**TASK DIRECTIONS:**
Rewrite everything from the line containing "Habitat-count request: mark the pink" down through the end of the data, swapping "polka dot" for "checkered" and leaving all else unchanged.

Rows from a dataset
# # # #

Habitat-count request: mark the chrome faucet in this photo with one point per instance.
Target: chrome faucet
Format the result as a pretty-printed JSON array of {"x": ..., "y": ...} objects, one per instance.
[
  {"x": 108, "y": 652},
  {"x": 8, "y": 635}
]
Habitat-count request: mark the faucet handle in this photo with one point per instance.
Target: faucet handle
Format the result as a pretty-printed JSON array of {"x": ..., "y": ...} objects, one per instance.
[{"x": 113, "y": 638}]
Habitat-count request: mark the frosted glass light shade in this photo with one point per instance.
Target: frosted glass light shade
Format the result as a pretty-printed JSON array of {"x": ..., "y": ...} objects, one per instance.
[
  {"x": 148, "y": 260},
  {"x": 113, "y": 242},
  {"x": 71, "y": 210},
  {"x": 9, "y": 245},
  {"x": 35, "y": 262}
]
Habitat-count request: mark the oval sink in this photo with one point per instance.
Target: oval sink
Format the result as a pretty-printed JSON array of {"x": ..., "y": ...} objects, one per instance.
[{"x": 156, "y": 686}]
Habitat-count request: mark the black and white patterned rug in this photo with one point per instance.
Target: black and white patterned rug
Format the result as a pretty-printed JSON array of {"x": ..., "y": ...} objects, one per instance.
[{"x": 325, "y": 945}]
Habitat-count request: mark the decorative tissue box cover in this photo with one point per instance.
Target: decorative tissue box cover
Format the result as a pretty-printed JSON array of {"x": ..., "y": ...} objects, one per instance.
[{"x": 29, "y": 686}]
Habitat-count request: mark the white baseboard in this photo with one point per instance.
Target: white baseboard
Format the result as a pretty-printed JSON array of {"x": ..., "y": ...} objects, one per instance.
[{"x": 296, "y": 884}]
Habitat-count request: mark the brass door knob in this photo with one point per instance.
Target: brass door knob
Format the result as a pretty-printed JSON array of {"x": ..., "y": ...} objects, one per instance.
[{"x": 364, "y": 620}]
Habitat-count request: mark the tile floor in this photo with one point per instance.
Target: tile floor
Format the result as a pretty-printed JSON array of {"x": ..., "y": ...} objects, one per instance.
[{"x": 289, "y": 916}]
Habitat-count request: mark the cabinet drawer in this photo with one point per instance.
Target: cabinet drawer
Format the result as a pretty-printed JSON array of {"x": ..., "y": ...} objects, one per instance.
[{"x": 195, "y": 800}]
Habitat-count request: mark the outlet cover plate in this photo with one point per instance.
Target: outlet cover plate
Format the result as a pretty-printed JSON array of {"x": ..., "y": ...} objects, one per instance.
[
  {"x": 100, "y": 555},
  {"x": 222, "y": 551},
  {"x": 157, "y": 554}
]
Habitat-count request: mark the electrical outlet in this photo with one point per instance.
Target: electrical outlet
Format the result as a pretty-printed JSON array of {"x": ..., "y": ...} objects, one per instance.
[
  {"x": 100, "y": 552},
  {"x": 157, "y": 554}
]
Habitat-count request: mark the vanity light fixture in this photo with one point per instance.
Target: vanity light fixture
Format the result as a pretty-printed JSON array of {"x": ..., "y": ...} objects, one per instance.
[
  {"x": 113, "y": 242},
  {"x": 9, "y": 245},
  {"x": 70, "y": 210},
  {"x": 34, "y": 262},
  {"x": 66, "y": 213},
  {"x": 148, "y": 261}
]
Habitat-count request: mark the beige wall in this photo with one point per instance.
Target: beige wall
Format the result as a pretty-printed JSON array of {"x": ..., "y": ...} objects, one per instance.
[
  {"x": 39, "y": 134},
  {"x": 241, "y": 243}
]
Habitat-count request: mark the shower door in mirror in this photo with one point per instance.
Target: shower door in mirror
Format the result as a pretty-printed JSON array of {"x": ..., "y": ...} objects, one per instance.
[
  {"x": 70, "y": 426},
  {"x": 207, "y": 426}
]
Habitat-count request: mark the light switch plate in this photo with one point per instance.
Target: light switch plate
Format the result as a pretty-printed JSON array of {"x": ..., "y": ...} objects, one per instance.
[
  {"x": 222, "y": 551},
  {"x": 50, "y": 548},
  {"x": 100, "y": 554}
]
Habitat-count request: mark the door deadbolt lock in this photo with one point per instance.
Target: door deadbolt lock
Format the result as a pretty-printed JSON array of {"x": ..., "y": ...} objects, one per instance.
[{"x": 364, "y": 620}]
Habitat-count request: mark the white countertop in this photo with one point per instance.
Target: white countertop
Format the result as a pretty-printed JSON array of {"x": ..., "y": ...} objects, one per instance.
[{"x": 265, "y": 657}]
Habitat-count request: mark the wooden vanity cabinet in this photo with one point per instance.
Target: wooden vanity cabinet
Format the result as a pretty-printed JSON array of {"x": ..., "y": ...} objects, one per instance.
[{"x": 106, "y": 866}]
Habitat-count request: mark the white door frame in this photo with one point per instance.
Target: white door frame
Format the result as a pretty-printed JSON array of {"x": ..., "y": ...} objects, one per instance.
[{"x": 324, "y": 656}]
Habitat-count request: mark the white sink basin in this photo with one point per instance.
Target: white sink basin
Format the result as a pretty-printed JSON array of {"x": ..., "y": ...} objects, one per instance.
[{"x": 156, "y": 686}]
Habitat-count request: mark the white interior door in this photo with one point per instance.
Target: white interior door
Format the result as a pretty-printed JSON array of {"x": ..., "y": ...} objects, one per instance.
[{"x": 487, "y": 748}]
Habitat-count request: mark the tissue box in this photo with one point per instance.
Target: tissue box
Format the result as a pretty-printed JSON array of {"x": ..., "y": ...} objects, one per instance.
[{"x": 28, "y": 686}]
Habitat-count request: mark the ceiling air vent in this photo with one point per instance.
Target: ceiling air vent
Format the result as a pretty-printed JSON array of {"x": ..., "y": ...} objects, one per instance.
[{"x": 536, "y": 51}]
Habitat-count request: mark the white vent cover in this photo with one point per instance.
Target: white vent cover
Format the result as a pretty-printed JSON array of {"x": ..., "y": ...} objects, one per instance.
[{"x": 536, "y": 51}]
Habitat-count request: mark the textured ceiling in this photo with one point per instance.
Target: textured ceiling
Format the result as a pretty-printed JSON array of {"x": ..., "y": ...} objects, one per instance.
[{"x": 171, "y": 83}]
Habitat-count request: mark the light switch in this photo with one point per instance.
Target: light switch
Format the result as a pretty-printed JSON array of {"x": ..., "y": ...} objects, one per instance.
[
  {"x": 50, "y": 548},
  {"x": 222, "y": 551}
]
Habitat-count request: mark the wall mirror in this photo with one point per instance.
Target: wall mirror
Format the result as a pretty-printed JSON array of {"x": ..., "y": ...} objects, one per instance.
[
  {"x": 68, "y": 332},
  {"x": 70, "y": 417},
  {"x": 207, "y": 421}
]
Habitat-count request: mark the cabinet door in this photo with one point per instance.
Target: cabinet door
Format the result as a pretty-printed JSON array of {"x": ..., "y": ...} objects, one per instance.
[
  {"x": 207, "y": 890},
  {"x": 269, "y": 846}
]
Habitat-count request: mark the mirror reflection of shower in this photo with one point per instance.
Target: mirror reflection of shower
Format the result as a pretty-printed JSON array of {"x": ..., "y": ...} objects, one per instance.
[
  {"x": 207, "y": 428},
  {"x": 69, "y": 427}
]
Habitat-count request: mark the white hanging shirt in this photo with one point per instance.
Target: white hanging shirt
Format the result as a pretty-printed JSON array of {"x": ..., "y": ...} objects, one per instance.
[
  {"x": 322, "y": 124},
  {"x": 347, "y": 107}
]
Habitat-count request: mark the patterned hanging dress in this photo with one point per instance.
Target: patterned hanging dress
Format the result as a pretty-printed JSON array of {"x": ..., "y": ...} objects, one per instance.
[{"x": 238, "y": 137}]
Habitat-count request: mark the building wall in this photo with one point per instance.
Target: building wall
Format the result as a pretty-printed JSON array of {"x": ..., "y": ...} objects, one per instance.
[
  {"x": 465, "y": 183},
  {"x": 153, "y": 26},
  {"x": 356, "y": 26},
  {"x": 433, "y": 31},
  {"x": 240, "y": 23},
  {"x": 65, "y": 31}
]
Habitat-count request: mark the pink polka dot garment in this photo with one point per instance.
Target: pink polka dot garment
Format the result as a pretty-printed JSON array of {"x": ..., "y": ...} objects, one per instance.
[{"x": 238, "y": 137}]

# # # #

**COMPLETE OUTPUT:**
Habitat-count request: mark the pink checkered garment in this photo with one point per instance.
Target: pink checkered garment
Format the result as a pretty-printed JSON array of {"x": ..., "y": ...} objects, one per instance.
[{"x": 238, "y": 137}]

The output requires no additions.